§ The tasks
**a.** Answer these questions using the article on Israel's war with Hamas:
(i) Which two recent conflicts does the article name as cases where international pressure limited Israel's military objectives?
(ii) Which ally does the article say has moved to contemplating arms export bans?
(iii) What kind of UN Security Council motion did the US stop vetoing, according to the article?
**b.** Carry on the article on Israel's war with Hamas from its final sentence.

§ Source document

....................

Israel Must Move Fast to Quash Doubts

“Israel’s ability to achieve its full military objectives has been hamstrung by the weight of the international community turning against it”


Photo: FLASH90

IF

a week is a long time in politics, six months is an age in contemporary wars. And six months into a campaign forced upon it by the evils of Hamas terrorism, Israel faces the bleak reality that it may be about to lose the ability to determine how its latest war of necessity ends.

In part, this was always to be expected. Many of Israel’s previous wars ended not because Israel wanted them to, but because international pressure was brought to bear for a cease-fire. In the most striking instance, Israeli forces, having rebounded from the crippling early losses of the Yom Kippur War, were well on the way to Cairo and Damascus before superpower intervention and the threat of nuclear war stayed their hand.

More recently, in conflict after conflict, whether the Lebanon War of 2006, or Operation Protective Edge in 2014, Israel’s ability to achieve its full military objectives has been hamstrung by the weight of the international community turning against it.

For many reasons, then, we should not be surprised by the emerging situation, but instead by how long it has taken to reach this point. Particularly given the torrent of disinformation unleashed on social media channels that didn’t exist in many previous neighborhood altercations, and the accompanying protests and discord seen on Western streets.

No doubt, the truly heinous acts of October 7 — when all the atrocities committed against Israeli civilians could not be denied, given the proud broadcasting of their crimes by Hamas terrorists — helped in creating more breathing room than was customary. But it seems that even the ritual utterings about the plight of the remaining hostages have now been overtaken by the siren song of the requirement for an immediate Israeli cease-fire, without any concessions by Hamas.

Even those of Israel’s allies who appeared rock solid in their understanding at the start of the conflict, like the United Kingdom, have now moved from musing about the need for Israel to comply with international humanitarian law to contemplating introducing arms export bans as a punishment. Ominously, given its pivotal role in previous Israeli climbdowns, the US has also shown increasing signs of impatience with the Netanyahu government’s approach to the conflict, including lifting its veto of a UN Security Council motion demanding an immediate cease-fire without a simultaneous hostage release. While the US is not yet at the point of no return, it is now no longer an unrealistic possibility that President Biden will demand a cessation of hostilities in the imminent future.

While much of this re-positioning has come about through a combination of Western squeamishness at the sad realities of war and the pernicious effects of domestic political considerations — sometimes driven by the horrific resurgence of anti-Semitism as a force in those Western countries — part of this problem is of Israel’s own making. It is this area that offers Israel its best hope of stemming the tide of international complaint, as it remains within Israel’s control to alter minds.

....................

§ Supplied material
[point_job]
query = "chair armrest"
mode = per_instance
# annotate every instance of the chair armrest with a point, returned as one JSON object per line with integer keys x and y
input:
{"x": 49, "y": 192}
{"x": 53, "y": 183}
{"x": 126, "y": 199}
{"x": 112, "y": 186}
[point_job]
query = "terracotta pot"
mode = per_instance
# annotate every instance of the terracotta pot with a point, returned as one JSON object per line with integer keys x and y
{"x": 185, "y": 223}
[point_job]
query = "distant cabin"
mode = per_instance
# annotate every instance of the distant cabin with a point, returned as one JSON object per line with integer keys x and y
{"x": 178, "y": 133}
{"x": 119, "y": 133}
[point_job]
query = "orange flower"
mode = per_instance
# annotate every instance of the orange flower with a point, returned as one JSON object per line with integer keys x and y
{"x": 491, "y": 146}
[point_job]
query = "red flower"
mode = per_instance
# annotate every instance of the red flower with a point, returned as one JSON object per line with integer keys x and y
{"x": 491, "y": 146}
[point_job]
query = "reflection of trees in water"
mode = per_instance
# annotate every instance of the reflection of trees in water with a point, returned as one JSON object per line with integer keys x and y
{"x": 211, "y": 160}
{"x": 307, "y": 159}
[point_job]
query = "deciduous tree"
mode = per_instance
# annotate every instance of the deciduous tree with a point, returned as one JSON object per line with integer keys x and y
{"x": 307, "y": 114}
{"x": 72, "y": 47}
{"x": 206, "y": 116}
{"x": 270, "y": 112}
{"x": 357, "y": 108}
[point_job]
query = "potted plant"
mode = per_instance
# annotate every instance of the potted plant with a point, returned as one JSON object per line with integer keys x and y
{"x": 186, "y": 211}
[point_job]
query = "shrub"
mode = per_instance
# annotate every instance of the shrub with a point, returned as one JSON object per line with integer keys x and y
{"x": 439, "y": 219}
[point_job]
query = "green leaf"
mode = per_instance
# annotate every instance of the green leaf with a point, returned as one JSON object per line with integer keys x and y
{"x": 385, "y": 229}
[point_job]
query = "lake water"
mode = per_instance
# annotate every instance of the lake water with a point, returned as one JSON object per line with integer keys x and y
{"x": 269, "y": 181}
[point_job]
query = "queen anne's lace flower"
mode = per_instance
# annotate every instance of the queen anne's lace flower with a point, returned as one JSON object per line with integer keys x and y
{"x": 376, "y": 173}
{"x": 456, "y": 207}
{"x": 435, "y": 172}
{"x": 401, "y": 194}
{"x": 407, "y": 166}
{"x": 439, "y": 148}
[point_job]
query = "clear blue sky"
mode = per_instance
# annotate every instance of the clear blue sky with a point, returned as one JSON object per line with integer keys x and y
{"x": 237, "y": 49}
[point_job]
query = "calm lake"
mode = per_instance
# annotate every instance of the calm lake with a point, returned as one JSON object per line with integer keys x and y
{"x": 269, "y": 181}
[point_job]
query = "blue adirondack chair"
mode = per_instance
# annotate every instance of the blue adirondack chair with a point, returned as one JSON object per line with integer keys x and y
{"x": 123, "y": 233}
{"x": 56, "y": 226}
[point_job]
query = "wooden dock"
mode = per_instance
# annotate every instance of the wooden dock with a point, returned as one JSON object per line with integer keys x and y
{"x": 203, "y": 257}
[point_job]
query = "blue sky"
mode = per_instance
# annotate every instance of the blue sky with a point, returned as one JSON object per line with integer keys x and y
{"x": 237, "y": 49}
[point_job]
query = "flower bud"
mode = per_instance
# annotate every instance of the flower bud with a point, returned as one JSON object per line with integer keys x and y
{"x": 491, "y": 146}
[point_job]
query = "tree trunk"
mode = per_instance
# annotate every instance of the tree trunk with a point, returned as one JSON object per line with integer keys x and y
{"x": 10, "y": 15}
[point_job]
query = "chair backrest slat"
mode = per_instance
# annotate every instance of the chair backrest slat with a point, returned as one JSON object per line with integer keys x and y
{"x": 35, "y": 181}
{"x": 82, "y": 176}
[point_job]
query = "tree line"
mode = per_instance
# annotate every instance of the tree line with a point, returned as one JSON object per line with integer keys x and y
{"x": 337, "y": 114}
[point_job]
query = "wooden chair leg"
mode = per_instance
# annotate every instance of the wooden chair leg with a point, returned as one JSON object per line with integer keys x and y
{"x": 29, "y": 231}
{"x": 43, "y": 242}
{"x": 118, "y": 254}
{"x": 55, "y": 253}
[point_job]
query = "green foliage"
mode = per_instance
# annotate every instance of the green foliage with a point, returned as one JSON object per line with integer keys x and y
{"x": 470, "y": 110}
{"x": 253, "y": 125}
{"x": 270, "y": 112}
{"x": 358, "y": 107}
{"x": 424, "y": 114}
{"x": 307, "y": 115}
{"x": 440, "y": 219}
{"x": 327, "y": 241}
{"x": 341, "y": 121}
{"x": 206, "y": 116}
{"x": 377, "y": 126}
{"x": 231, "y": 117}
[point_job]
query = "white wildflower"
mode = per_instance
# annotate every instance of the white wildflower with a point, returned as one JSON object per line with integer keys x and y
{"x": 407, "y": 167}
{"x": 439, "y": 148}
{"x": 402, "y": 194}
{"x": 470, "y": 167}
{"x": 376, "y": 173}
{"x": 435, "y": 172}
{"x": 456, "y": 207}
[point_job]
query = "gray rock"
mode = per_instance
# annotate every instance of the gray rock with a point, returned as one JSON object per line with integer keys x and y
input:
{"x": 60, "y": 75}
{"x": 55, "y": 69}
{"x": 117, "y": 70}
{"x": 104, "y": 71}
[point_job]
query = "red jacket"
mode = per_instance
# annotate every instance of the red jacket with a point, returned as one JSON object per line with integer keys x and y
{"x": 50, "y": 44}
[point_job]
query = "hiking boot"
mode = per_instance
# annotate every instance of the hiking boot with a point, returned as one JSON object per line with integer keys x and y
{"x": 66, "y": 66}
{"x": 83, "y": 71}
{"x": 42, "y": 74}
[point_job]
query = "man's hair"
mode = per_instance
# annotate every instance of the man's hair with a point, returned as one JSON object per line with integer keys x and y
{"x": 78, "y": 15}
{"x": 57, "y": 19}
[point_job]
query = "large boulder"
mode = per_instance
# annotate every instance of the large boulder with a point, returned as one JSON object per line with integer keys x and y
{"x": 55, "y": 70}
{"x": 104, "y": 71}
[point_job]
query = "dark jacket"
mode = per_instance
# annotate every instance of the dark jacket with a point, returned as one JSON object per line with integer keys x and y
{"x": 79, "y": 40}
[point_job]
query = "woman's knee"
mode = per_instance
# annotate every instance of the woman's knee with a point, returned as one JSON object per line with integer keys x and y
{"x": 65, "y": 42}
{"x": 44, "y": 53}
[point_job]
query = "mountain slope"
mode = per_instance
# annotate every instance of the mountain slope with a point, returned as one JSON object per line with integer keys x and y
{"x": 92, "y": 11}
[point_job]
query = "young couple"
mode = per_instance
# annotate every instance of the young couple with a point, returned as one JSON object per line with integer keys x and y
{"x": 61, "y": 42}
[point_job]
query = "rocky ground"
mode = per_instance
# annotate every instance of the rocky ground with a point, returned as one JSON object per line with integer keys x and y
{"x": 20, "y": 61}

....................

§ Answers given
**a.**
(i) The Lebanon War of 2006 and Operation Protective Edge in 2014.
(ii) The United Kingdom.
(iii) A motion demanding an immediate cease-fire without a simultaneous hostage release.

**b.**
The whole way through the conflict with Hamas, Israel’s allies have been encouraging it to determine what the day after the conclusion of the Gaza campaign looks like. Thus far, Israel has offered stunningly little clarity on this point, reducing confidence that it has a viable plan for administering or handing over a territory in desperate need of a removal of extremism and comprehensive reconstruction.

Israel’s allies have also lost some faith given Israel’s haphazard conduct in the conflict since mid-February. At that juncture, Israel announced that it would complete the final part of its removal of Hamas control from all of the territory — by moving into the refugee-swollen town of Rafah — if the remaining hostages were not freed by the start of Ramadan on March 10. It is now early April, and neither have the hostages been released, nor have ground operations commenced. Israel has essentially placed war-fighting into stasis for some unknown eventuality.

The lull in fighting occasioned by this unofficial pause ought to have led to an alleviation of humanitarian suffering in the conflict. Yet for whatever reason — and Israel and the many aid agencies are at odds over why this is — there remains a crisis on the ground for the civilians of Gaza. As this occurs without any obvious progress in the war, the clamour for a cease-fire has been allowed to grow.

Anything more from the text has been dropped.